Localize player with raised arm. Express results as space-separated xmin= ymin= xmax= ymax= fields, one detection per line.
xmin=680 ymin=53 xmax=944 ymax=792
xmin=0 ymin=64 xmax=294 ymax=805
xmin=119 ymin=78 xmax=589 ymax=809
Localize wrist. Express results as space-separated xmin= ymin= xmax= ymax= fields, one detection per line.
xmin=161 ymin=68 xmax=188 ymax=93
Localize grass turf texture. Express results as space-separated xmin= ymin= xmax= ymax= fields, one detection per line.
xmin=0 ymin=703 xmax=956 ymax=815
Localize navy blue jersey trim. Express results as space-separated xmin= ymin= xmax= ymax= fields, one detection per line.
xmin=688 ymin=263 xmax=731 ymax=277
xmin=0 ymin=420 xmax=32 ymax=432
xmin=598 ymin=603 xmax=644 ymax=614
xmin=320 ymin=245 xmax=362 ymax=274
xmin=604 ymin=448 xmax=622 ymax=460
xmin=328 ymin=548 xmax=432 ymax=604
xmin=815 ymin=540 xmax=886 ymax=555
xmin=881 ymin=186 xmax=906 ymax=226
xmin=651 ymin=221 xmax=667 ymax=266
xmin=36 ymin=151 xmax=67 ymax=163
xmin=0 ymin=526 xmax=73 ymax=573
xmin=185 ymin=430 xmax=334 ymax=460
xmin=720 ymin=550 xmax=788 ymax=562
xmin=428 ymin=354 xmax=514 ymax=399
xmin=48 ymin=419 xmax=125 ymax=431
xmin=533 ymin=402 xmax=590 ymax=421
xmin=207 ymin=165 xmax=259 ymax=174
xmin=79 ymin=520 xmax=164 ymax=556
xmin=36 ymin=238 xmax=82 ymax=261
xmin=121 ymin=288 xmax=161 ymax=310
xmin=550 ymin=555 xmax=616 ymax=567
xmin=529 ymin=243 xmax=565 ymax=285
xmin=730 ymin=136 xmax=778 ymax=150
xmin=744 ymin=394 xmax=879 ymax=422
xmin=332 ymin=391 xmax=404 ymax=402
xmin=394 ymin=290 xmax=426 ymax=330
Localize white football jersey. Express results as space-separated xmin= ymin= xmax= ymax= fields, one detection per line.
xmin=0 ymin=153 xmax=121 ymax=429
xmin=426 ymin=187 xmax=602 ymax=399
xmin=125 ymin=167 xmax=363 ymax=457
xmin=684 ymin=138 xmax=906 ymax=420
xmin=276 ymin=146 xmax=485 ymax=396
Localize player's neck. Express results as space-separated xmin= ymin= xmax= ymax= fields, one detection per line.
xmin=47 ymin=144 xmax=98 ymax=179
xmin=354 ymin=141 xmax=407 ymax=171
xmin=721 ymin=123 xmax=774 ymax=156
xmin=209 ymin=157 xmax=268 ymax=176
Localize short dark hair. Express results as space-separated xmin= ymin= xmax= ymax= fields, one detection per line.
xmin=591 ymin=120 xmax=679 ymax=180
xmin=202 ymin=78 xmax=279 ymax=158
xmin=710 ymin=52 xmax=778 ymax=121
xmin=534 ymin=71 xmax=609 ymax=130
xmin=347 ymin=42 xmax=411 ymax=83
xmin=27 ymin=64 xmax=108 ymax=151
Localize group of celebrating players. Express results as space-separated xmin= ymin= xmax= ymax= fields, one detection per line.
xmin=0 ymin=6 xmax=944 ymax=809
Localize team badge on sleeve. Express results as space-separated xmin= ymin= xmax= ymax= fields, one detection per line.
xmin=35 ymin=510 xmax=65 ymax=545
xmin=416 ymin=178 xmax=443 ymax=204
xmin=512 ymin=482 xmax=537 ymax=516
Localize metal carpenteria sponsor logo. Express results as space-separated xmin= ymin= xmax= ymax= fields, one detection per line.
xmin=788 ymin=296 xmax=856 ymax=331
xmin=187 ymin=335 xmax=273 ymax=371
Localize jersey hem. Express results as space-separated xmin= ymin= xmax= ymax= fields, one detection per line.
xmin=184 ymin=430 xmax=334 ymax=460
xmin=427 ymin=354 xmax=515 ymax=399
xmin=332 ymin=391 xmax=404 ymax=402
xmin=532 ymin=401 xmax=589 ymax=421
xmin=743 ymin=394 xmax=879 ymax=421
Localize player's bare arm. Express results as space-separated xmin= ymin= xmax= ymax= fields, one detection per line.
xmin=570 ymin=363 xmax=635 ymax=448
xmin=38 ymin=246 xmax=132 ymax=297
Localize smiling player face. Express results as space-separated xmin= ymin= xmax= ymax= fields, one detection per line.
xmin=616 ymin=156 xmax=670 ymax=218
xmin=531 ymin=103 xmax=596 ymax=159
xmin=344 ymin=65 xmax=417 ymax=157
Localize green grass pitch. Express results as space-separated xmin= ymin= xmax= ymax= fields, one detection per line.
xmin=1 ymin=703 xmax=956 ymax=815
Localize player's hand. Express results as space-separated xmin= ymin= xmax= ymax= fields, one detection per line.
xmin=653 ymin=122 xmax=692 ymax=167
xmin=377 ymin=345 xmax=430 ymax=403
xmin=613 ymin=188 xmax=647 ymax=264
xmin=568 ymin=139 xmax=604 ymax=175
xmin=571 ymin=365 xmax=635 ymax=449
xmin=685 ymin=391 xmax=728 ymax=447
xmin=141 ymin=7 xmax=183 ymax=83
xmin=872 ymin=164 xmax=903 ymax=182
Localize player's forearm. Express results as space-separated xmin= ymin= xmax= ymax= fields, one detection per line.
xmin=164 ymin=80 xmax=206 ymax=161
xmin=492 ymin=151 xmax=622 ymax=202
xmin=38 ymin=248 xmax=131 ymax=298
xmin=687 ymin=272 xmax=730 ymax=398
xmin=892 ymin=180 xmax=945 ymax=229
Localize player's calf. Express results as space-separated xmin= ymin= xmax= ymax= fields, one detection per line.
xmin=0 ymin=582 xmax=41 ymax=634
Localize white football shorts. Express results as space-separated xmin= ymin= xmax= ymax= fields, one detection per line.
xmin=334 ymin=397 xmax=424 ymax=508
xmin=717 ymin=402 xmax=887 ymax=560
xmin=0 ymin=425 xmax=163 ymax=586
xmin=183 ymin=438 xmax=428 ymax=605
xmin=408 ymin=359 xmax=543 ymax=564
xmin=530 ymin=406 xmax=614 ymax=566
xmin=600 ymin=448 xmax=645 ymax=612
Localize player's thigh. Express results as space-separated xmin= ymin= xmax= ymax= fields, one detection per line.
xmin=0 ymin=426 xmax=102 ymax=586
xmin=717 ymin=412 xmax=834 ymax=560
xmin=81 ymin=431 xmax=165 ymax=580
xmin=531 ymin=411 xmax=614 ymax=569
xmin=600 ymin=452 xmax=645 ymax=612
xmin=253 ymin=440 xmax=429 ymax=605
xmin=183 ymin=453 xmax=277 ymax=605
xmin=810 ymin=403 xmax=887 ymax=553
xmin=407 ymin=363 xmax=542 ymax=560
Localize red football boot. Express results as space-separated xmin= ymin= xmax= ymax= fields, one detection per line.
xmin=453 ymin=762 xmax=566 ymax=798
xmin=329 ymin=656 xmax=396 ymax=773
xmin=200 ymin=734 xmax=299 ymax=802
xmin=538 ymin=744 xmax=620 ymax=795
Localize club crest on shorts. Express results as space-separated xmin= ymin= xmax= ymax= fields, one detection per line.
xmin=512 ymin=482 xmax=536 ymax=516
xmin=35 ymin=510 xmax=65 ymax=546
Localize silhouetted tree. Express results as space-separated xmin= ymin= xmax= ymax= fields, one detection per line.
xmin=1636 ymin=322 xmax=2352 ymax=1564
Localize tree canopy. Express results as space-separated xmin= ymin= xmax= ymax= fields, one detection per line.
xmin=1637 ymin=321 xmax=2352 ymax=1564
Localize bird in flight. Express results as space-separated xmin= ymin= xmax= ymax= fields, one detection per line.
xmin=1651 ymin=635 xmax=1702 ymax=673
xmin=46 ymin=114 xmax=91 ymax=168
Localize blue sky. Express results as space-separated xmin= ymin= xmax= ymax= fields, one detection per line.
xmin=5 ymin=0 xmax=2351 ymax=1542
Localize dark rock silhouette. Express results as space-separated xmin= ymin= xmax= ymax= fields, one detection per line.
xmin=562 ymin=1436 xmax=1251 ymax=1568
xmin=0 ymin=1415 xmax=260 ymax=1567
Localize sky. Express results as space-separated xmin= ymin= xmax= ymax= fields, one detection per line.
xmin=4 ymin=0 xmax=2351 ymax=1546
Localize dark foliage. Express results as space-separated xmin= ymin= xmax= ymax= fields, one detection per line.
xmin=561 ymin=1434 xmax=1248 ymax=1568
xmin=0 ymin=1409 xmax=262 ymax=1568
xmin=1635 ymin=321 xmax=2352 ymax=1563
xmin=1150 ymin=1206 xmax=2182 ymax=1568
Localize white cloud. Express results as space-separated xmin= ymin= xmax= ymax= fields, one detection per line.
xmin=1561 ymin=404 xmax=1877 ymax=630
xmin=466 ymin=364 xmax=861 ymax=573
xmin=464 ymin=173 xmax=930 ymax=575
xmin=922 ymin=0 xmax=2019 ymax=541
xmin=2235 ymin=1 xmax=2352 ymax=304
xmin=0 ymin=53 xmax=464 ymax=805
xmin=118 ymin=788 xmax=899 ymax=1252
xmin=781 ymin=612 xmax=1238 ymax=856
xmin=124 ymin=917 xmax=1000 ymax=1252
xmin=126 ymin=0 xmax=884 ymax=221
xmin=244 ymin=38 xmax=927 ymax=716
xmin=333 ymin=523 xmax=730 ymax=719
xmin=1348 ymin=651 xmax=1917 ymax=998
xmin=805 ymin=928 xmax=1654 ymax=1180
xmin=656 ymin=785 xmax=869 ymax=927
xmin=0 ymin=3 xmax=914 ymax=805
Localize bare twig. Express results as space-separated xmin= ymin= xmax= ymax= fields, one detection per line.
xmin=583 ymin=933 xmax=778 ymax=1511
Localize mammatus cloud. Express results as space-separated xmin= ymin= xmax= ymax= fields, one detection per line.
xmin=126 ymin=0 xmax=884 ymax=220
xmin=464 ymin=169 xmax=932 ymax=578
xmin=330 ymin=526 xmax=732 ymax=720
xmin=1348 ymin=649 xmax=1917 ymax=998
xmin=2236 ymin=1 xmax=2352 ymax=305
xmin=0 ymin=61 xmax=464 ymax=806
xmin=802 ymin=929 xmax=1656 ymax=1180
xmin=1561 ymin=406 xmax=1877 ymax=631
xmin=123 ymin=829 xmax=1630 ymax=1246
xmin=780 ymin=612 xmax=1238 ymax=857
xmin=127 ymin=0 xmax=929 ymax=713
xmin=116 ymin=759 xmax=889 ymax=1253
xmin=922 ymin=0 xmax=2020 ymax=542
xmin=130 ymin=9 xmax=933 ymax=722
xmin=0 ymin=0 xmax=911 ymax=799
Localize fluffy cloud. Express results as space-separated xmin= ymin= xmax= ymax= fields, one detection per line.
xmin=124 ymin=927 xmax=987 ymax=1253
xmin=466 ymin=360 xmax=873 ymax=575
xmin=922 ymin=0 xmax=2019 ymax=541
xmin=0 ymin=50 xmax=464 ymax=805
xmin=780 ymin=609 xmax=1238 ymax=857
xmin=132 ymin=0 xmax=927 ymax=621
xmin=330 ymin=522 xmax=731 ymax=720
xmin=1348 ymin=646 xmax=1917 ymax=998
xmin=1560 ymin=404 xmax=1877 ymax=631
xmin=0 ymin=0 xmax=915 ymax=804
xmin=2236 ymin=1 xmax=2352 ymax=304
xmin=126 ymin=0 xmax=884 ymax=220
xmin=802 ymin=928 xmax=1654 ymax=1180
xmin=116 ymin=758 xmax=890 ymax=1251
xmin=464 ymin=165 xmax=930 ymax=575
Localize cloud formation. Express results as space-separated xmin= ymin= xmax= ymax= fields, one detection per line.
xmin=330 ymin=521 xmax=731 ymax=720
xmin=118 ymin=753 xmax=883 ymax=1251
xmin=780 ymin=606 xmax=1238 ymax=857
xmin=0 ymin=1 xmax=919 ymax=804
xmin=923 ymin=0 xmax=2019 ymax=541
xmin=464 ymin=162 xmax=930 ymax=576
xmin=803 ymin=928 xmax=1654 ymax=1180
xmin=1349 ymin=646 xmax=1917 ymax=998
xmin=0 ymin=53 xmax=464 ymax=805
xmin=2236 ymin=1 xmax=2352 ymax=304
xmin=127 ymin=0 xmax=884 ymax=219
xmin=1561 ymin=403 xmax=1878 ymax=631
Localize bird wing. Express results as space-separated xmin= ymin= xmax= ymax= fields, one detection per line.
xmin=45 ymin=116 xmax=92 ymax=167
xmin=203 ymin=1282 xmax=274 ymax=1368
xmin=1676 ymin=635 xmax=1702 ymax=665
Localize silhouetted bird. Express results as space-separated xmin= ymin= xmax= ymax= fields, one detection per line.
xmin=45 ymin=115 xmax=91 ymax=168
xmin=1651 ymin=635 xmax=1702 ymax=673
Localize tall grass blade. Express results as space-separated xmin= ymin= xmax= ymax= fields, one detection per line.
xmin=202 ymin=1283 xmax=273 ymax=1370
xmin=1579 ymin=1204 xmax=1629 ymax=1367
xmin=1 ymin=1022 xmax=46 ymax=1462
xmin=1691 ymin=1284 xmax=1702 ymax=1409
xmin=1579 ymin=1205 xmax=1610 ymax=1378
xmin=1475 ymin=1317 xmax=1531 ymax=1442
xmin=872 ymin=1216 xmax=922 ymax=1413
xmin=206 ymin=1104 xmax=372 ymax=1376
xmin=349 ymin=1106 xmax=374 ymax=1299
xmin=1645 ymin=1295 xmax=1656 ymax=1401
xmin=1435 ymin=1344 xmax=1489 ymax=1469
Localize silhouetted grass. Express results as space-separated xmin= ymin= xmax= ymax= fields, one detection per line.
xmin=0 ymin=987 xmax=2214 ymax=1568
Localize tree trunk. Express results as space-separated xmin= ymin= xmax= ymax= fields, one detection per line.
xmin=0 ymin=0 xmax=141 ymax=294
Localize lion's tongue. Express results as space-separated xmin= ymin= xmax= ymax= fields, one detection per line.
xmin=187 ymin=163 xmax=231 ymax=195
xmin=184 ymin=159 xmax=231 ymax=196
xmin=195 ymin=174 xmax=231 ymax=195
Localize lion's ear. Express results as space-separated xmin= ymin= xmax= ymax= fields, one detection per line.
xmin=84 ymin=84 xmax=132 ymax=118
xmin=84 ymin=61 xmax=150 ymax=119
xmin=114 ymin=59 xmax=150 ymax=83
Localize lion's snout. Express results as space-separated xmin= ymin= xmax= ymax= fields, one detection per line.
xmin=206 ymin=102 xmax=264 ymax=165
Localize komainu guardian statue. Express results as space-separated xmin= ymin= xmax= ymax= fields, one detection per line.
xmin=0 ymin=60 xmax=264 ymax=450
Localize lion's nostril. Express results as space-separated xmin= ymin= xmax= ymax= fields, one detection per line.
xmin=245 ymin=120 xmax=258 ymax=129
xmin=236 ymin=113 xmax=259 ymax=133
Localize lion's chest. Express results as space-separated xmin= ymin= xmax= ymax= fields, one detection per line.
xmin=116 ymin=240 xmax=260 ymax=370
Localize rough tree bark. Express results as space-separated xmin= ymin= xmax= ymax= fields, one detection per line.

** TO DO **
Please copy the line holding "Localize lion's snout." and all lines after it to the end of the records, exactly, and nothing else.

** ANSWER BOX **
Localize lion's snout. Express results as space-separated xmin= ymin= xmax= ymax= fields, one detection per line.
xmin=206 ymin=102 xmax=264 ymax=165
Localize komainu guardian statue. Express results as space-separated xmin= ymin= xmax= ymax= fields, one detection per line.
xmin=0 ymin=60 xmax=264 ymax=450
Localize lion's nostril. Express results as space-separated xmin= ymin= xmax= ymax= fields, one detection per line.
xmin=245 ymin=120 xmax=258 ymax=129
xmin=236 ymin=113 xmax=259 ymax=133
Localize lion's chest. Express results as space-separated xmin= ymin= xmax= ymax= fields, one detection per line.
xmin=116 ymin=240 xmax=260 ymax=370
Localize rough tree bark. Express results as space-separated xmin= ymin= xmax= ymax= fields, one detection per line.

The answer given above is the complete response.